## Stated problem
Are you able to quote each entry exactly as written?

-- START OF Raw records --

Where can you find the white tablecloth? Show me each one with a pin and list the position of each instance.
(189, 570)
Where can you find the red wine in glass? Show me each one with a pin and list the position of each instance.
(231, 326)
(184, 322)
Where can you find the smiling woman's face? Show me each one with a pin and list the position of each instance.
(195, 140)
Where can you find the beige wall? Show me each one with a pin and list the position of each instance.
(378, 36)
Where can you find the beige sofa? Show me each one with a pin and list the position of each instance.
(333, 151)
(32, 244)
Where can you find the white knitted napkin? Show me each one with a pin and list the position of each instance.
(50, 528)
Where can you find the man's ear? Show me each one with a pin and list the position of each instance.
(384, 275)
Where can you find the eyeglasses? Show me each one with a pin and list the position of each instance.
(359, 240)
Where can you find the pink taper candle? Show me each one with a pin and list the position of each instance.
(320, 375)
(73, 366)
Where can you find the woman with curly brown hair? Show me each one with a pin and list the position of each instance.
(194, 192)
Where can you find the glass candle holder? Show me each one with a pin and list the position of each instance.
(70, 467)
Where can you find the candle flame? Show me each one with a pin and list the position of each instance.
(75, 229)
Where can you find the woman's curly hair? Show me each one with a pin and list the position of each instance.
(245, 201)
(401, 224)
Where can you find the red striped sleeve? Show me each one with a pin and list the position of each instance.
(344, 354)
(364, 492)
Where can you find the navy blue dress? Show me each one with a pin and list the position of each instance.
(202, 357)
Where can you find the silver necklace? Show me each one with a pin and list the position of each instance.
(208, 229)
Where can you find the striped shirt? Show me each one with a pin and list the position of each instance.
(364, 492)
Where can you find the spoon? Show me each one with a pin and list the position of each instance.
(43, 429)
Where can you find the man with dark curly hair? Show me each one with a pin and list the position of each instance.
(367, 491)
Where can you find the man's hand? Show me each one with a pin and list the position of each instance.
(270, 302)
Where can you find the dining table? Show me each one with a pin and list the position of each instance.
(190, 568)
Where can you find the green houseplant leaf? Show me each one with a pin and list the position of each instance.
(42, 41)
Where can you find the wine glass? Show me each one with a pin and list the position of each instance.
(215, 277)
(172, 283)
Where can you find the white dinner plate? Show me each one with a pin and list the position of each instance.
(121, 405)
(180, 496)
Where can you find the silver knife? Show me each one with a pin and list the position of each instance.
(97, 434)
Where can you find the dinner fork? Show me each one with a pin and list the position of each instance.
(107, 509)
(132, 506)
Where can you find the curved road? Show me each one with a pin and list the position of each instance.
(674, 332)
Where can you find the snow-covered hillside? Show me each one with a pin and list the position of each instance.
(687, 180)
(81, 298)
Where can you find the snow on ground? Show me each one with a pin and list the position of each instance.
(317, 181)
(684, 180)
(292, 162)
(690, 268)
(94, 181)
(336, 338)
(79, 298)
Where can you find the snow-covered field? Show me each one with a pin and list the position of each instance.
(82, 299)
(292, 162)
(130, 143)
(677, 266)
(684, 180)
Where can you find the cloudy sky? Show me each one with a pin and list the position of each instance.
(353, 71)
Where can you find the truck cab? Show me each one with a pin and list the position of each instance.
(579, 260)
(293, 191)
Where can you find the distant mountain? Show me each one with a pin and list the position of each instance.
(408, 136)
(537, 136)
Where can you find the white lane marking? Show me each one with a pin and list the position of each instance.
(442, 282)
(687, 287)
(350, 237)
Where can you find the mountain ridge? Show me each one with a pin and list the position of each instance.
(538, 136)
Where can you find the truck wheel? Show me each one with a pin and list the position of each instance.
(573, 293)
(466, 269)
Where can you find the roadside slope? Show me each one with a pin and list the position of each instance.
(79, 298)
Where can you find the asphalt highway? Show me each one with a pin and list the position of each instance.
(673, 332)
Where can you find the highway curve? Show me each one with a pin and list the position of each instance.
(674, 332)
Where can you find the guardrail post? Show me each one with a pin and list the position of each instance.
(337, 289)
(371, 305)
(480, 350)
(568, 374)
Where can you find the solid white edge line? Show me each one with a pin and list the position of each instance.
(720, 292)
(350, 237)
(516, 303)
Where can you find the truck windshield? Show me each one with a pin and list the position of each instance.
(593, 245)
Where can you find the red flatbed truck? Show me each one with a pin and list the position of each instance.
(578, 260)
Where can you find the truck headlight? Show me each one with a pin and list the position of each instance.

-- END OF Raw records --

## Solution
Where can you find the white tablecloth? Show me each one with a pin and list the position of each instance.
(189, 570)
Where can you find the red wine in glass? Show me each one with a pin and list the position of each instance.
(231, 326)
(184, 322)
Where can you find the smiling woman's face? Show me each one with a pin and list the position of each instance.
(195, 140)
Where can you find the beige wall? Show me each one with a pin and list the position of each instance.
(378, 36)
Where can you find the beige sofa? Show me each one with a pin and list the position of each instance.
(333, 151)
(32, 244)
Where can you find the white knitted napkin? Show me each one with a pin and list the position of each instance.
(50, 528)
Where can you find the man's ear? Show me each one with a pin and list the position of each instance.
(384, 275)
Where can you find the eyeglasses? Show me each one with a pin and list the position of each instance.
(359, 240)
Where can you find the pink taper candle? Show me each one with a pin and list the position of each instance.
(320, 375)
(73, 366)
Where can you find the woman with curly brown hair? Show me each one with a pin and list the position of each instance.
(194, 192)
Where can you find the glass candle holder? Show me each one with a pin and list the position of each instance.
(70, 467)
Where can you find the candle flame? Show me each one with a pin and list the position of each instance.
(75, 229)
Where can you find the woman's curly hair? Show me each one with a pin and list the position of each instance.
(245, 201)
(401, 224)
Where can you find the red striped sleeve? Show me each one with a pin and list the position of each instance.
(344, 354)
(364, 492)
Where can you find the navy blue dress? Show me each one with a pin and list the position of each instance.
(202, 357)
Where can you find the silver necklace? Show me each one with a pin and list the position of each instance.
(208, 229)
Where can you find the striped shirt? Show me each one with a pin and list the position of each instance.
(364, 492)
Where can you find the spoon? Show me each one with a pin and list the position of each instance.
(43, 429)
Where can you find the man with dark curly hair? Show me each one with a pin and list the position of each instance.
(367, 491)
Where can you find the man's hand? Show me each one with a pin and list the position of each instance.
(270, 302)
Where can you find the dining table? Show me each one with a pin and list the position of each instance.
(190, 568)
Where can you find the green houseplant leaf? Show me each one with a pin and list the position of each instance.
(42, 41)
Where can you find the wine glass? Show me each one with a pin and list the position of each instance.
(215, 277)
(172, 283)
Where can you find the white dinner plate? Show me each one with a pin and list the position of each instance.
(121, 405)
(180, 496)
Where can you find the silver knife? Show me each one with a pin and list the position of each instance.
(97, 434)
Where can you find the dinner fork? Show me each one with a pin and list the position of each instance.
(107, 509)
(132, 506)
Where can you find the curved road? Show me each one with a pin and list the position of each instance.
(674, 332)
Where can you find the snow-covered hillside? Show me each one with a pin and list the position of each instance.
(687, 180)
(81, 298)
Where can you find the snow on ground? Show me each one with a pin and list the position of each instance.
(317, 181)
(684, 180)
(292, 162)
(690, 268)
(94, 181)
(336, 338)
(79, 298)
Where can you find the snow-covered field? Show me each one with a pin and list the position of each instance.
(82, 299)
(292, 162)
(130, 143)
(677, 266)
(684, 180)
Where can you find the cloudy sky? Show me each one with a pin and list the position of each instance.
(353, 71)
Where can you find the truck cab? Show me each one with a pin and list the position of each instance.
(579, 260)
(293, 191)
Where can you find the distant mountain? Show me each one with a pin and list the position of each instance.
(408, 136)
(537, 136)
Where can you find the white lane marking? Show me each one with a pin and list the position of each instance.
(442, 282)
(687, 287)
(350, 237)
Where can you find the mountain ridge? Show me each one with a pin and list the position of each instance.
(538, 136)
Where can you find the truck wheel? Show me each one with a pin and list the position of each instance.
(573, 293)
(466, 269)
Where can you find the roadside slope? Show me each one with a pin and list the position of each instance.
(79, 298)
Where can you find the asphalt highway? Show me each one with a pin and list the position of each instance.
(673, 332)
Where can you find the highway curve? Show me each one with a pin and list the position of each instance.
(674, 332)
Where can you find the guardrail post? Show me each one with a pin and list the position of each instance.
(337, 289)
(371, 305)
(480, 350)
(568, 374)
Where can you find the solid white edge line? Show me each one with a pin and list the position of each instance.
(720, 292)
(350, 237)
(516, 303)
Where can you find the truck windshield? Show me each one with a pin and list the position of each instance.
(593, 245)
Where can you find the red flatbed truck? Show me each one with a pin and list the position of each instance.
(578, 260)
Where can you find the truck headlight? Show me each one with a pin and list the position of each instance.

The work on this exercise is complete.